* **Goal**
Reproduce the listing below word for word, all of it, leaving out the pictures.

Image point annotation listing

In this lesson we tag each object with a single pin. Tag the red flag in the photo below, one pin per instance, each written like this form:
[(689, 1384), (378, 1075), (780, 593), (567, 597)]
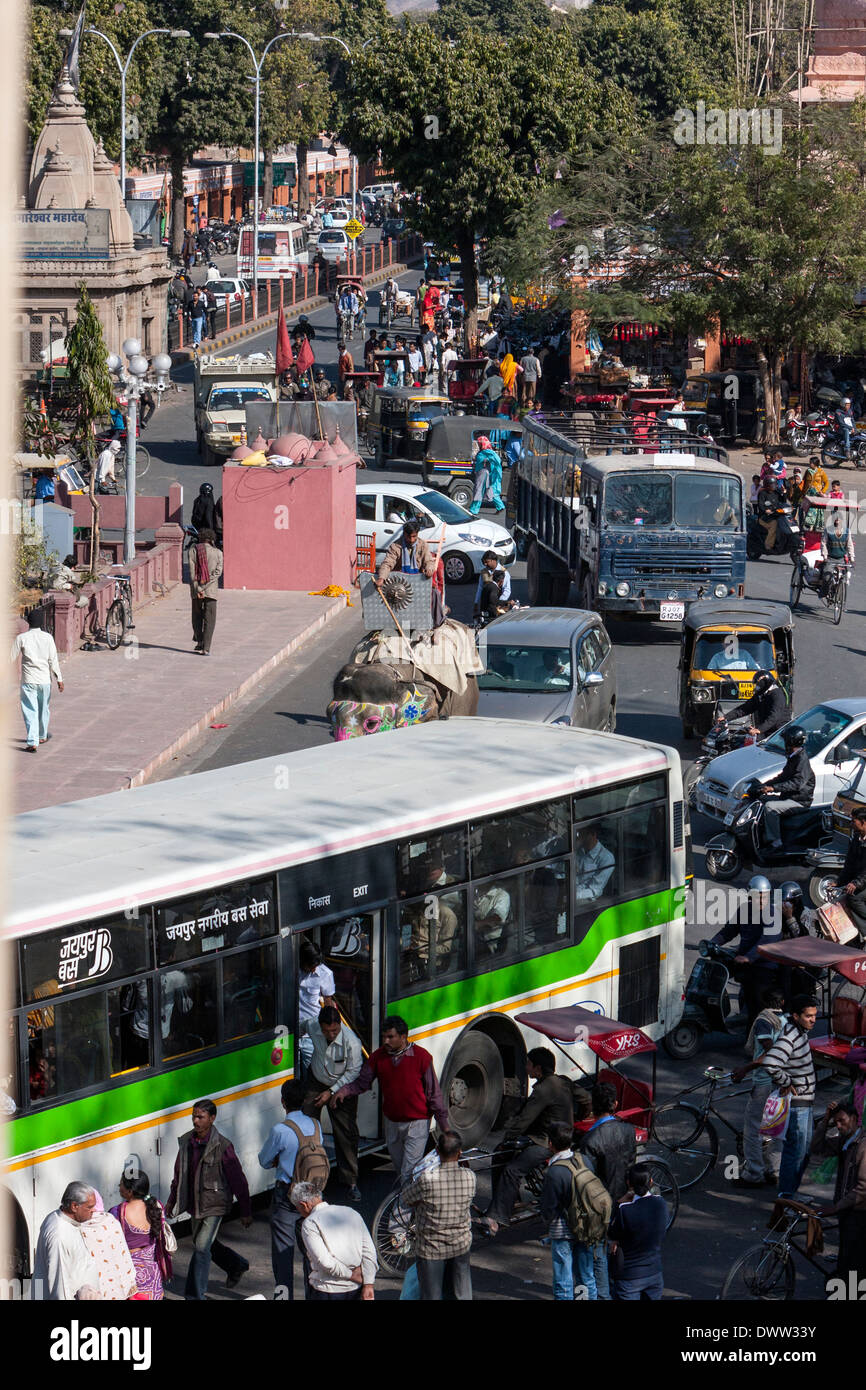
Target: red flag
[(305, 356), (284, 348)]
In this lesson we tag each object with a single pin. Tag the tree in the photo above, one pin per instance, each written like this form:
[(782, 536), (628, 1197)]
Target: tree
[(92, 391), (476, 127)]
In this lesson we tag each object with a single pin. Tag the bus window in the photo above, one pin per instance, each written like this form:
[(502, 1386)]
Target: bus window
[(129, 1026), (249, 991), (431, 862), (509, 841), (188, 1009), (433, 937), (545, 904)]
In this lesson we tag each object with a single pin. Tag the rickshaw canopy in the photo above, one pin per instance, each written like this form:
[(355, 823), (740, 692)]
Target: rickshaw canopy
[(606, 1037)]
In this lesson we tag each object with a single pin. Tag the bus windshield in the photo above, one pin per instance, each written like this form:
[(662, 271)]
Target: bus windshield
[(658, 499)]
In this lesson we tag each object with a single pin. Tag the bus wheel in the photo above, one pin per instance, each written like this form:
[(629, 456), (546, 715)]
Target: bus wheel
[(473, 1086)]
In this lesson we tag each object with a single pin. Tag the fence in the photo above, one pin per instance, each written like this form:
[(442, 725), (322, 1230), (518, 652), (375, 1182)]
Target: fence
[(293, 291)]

* **Answer to this problem**
In this lesson we tag each object with a single pin. Tag the red flag in the photo below, one pin per instance, each written like this form:
[(689, 1384), (378, 1075), (780, 593), (567, 597)]
Target: red flag
[(305, 356), (284, 348)]
In this lesson we tag each object with a single pin. Tag the tree in the photo above, one pin per instance, each written like this form:
[(782, 536), (628, 1197)]
Target: tree
[(92, 391), (476, 127)]
In this lesson we tag each object with a single pin. Tag the bus window in the photo above, one pin per instance, each written like this form:
[(502, 1386)]
Target: bus window
[(129, 1026), (249, 991), (431, 862), (509, 841), (188, 1009), (433, 937), (545, 904)]
In this lesson we tag each object with a single pin. Tag the rickshaw canopy in the photo above, one pin per instance, each written like this form:
[(355, 823), (740, 692)]
Target: rickshaw canopy
[(606, 1037)]
In this lesson we tag each object with a single pin. Tag the bus windshield in the photo above, one pin per instance, each written like this form:
[(662, 271)]
Target: bus windshield
[(658, 499)]
In this lesson we tag each object with a single pin. Tag the bus wheel in the photo above, one pin per instance, each written like this form:
[(629, 456), (546, 715)]
Target: bus wheel
[(473, 1086)]
In this lesson we tag each object with a single pin. Tag the fence in the photo above, one pin per instance, each written like this form:
[(442, 725), (322, 1230), (518, 652), (375, 1182)]
Target: fence
[(293, 291)]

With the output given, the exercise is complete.